Supplied records
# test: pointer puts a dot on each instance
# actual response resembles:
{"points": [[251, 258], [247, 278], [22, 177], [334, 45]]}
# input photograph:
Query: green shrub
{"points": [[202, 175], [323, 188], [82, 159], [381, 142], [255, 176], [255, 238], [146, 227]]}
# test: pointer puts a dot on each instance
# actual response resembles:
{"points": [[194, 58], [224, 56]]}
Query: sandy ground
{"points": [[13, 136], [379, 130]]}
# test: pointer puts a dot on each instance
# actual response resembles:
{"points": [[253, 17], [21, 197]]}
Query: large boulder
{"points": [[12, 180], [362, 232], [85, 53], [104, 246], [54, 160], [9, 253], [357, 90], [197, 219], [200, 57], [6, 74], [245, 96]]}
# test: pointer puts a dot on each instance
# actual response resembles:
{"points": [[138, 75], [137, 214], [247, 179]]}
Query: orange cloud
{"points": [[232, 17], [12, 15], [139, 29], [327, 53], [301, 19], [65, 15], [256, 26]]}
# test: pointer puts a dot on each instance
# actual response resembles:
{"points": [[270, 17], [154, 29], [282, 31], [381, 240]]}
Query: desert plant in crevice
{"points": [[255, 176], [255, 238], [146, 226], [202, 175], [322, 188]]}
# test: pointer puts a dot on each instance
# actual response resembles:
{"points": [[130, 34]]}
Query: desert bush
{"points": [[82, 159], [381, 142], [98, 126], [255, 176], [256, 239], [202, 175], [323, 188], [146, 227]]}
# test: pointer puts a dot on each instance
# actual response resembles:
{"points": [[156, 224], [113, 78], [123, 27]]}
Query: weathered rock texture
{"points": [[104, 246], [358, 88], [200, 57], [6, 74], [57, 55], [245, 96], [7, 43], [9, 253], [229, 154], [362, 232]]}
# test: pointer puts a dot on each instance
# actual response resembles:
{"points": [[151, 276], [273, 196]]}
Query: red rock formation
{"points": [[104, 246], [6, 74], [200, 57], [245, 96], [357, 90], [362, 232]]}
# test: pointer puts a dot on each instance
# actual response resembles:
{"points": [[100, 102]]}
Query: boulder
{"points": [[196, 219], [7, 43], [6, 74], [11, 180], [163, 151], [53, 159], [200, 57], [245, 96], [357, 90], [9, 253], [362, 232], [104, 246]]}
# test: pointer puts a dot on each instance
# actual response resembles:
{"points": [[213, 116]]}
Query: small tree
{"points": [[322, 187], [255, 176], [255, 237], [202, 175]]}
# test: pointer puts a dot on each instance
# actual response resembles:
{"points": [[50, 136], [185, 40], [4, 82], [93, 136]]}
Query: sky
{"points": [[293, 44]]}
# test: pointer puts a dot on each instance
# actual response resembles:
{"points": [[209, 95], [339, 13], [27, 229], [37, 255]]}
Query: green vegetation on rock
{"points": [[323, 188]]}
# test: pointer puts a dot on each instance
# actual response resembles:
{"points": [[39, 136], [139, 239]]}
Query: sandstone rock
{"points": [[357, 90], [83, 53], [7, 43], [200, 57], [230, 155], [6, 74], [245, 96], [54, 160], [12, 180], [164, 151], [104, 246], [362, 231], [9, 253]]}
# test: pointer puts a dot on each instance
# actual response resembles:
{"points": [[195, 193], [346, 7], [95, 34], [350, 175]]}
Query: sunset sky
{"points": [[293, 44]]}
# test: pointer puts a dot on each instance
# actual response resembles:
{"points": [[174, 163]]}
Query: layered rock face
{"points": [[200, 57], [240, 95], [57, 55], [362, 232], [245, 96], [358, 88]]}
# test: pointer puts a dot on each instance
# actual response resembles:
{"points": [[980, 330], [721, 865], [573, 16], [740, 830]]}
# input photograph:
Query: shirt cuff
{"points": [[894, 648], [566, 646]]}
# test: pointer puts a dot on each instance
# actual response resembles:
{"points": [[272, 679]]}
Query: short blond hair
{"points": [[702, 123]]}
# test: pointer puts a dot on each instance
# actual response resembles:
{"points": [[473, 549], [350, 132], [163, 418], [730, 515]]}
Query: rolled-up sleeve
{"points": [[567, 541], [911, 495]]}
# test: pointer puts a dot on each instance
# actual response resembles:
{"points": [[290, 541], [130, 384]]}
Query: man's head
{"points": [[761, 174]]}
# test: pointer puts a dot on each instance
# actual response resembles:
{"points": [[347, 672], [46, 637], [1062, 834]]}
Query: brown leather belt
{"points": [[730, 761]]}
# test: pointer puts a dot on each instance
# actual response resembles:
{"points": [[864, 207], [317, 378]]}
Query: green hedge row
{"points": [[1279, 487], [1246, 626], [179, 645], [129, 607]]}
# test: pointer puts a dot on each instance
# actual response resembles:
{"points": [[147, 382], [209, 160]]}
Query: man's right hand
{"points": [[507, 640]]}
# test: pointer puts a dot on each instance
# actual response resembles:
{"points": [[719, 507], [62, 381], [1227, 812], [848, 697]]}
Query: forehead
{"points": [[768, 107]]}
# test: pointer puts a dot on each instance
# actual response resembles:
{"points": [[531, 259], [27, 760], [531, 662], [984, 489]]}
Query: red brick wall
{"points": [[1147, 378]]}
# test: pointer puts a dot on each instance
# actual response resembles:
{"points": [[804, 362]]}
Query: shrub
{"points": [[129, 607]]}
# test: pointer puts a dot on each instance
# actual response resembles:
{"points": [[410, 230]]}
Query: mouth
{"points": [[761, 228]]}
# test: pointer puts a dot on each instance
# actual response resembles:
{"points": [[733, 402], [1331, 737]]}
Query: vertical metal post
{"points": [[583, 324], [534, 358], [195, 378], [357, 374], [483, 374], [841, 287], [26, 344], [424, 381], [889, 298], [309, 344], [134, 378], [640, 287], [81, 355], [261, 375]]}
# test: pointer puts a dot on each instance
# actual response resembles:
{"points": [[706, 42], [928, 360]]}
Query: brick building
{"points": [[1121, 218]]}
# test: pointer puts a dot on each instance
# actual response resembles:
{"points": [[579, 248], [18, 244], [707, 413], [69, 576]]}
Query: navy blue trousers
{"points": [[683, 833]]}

Task description
Transcribe the whole listing with nothing added or left out.

Solution below
# test: pointer puts a dot on each instance
# actual response resembles:
{"points": [[251, 258], [247, 278], [22, 177], [334, 45]]}
# input photograph:
Query: green shrub
{"points": [[202, 175], [323, 188], [82, 159], [381, 142], [255, 176], [255, 238], [146, 227]]}
# test: pointer puts a dot on each instance
# actual response resembles:
{"points": [[194, 58], [224, 56]]}
Query: sandy ground
{"points": [[13, 136], [379, 130]]}
# test: pointer puts a dot on each instance
# actual response resembles:
{"points": [[253, 17], [21, 197]]}
Query: large boulder
{"points": [[12, 180], [362, 232], [85, 53], [104, 246], [54, 160], [9, 253], [357, 90], [197, 219], [200, 57], [6, 74], [245, 96]]}
# test: pointer puts a dot on each instance
# actual response resembles:
{"points": [[138, 75], [137, 214], [247, 179]]}
Query: orange cloud
{"points": [[232, 17], [12, 15], [139, 29], [327, 53], [301, 19], [65, 15], [256, 26]]}
# test: pointer puts a dot on each instance
# actual response resembles:
{"points": [[270, 17], [154, 29], [282, 31], [381, 240]]}
Query: desert plant in crevice
{"points": [[255, 176], [255, 238], [146, 226], [202, 175], [322, 188]]}
# test: pointer puts a dot on each instance
# actual response resembles:
{"points": [[130, 34]]}
Query: desert bush
{"points": [[82, 159], [381, 142], [98, 126], [255, 176], [256, 239], [202, 175], [323, 188], [146, 227]]}
# test: pointer puts a dot on each instance
# actual response resembles:
{"points": [[156, 224], [113, 78], [123, 27]]}
Query: weathered rock texture
{"points": [[104, 246], [358, 88], [200, 57], [6, 74], [57, 55], [245, 96], [7, 43], [9, 253], [229, 154], [362, 232]]}
# test: pointer puts a dot on each instance
# actual response resembles:
{"points": [[151, 276], [273, 196]]}
Query: red rock formation
{"points": [[104, 246], [6, 74], [200, 57], [245, 96], [357, 90], [362, 232]]}
# test: pointer puts a dot on each instance
# actual response resembles:
{"points": [[100, 102]]}
Query: boulder
{"points": [[196, 219], [7, 43], [6, 74], [11, 180], [163, 151], [53, 159], [200, 57], [245, 96], [357, 90], [9, 253], [362, 232], [104, 246]]}
# test: pointer puts a dot on each instance
# actual response resembles:
{"points": [[213, 116]]}
Query: small tree
{"points": [[322, 187], [255, 176], [255, 237], [202, 175]]}
# test: pointer puts a dot on each instance
# actual response resembles:
{"points": [[50, 136], [185, 40], [4, 82], [93, 136]]}
Query: sky
{"points": [[293, 44]]}
# test: pointer puts a dot on each instance
# actual response resembles:
{"points": [[209, 95], [339, 13], [27, 229], [37, 255]]}
Query: green vegetation on rock
{"points": [[323, 188]]}
# test: pointer puts a dot on each instance
# actual response resembles:
{"points": [[39, 136], [139, 239]]}
Query: sandstone rock
{"points": [[357, 90], [83, 53], [7, 43], [200, 57], [230, 155], [6, 74], [245, 96], [54, 160], [12, 180], [164, 151], [104, 246], [362, 231], [9, 253]]}
# test: pointer puts a dot on each instance
# actual response resembles:
{"points": [[195, 193], [346, 7], [95, 34], [350, 175]]}
Query: sunset sky
{"points": [[293, 44]]}
# test: pointer puts a dot on each instance
# actual response resembles:
{"points": [[174, 163]]}
Query: layered rock face
{"points": [[200, 57], [240, 95], [57, 55], [362, 232], [245, 96], [358, 88]]}
# test: pointer puts a dot on each instance
# actual response resembles:
{"points": [[980, 330], [721, 865], [573, 16], [740, 830]]}
# input photograph:
Query: shirt cuff
{"points": [[894, 648], [566, 646]]}
# test: pointer puts a dot on each instance
# actual response resembles:
{"points": [[272, 679]]}
Query: short blond hair
{"points": [[702, 123]]}
# test: pointer puts a dot on each instance
# actual response resembles:
{"points": [[473, 549], [350, 132], [163, 418], [730, 515]]}
Query: rolled-up sleeve
{"points": [[567, 541], [911, 495]]}
# test: pointer puts a dot on each instance
# actual response resembles:
{"points": [[290, 541], [130, 384]]}
Query: man's head
{"points": [[761, 174]]}
# test: pointer puts a dot on each instance
# actual response resembles:
{"points": [[347, 672], [46, 637], [1062, 834]]}
Query: brown leather belt
{"points": [[730, 761]]}
# test: pointer puts a dot on each instance
# actual response resembles:
{"points": [[864, 207], [317, 378]]}
Query: green hedge row
{"points": [[1279, 487], [1246, 626], [179, 645], [129, 607]]}
# test: pointer puts a dot on each instance
# actual response resembles:
{"points": [[147, 382], [209, 160]]}
Query: man's right hand
{"points": [[507, 640]]}
# test: pointer puts a dot on each instance
# actual response resembles:
{"points": [[719, 507], [62, 381], [1227, 812], [848, 697]]}
Query: forehead
{"points": [[768, 107]]}
# test: pointer puts a dot on each instance
# actual response resembles:
{"points": [[531, 259], [27, 760], [531, 662], [984, 489]]}
Query: red brick wall
{"points": [[1147, 378]]}
# test: pointer puts a dot on each instance
# actual response resembles:
{"points": [[804, 362]]}
Query: shrub
{"points": [[129, 607]]}
# test: pointer puts a dot on each instance
# actual response resembles:
{"points": [[410, 230]]}
Query: mouth
{"points": [[761, 228]]}
# test: pointer puts a dot on each instance
# actual response resembles:
{"points": [[733, 402], [1331, 737]]}
Query: vertical metal post
{"points": [[583, 324], [534, 358], [195, 378], [357, 374], [483, 374], [841, 287], [26, 344], [424, 381], [889, 298], [309, 344], [134, 378], [640, 287], [81, 355], [261, 375]]}
# test: pointer puts a dot on each instance
# actual response resembles:
{"points": [[706, 42], [928, 360]]}
Query: brick building
{"points": [[1121, 218]]}
# test: pointer puts a dot on each instance
# actual response resembles:
{"points": [[579, 248], [18, 244], [707, 413], [69, 576]]}
Query: navy blue trousers
{"points": [[683, 833]]}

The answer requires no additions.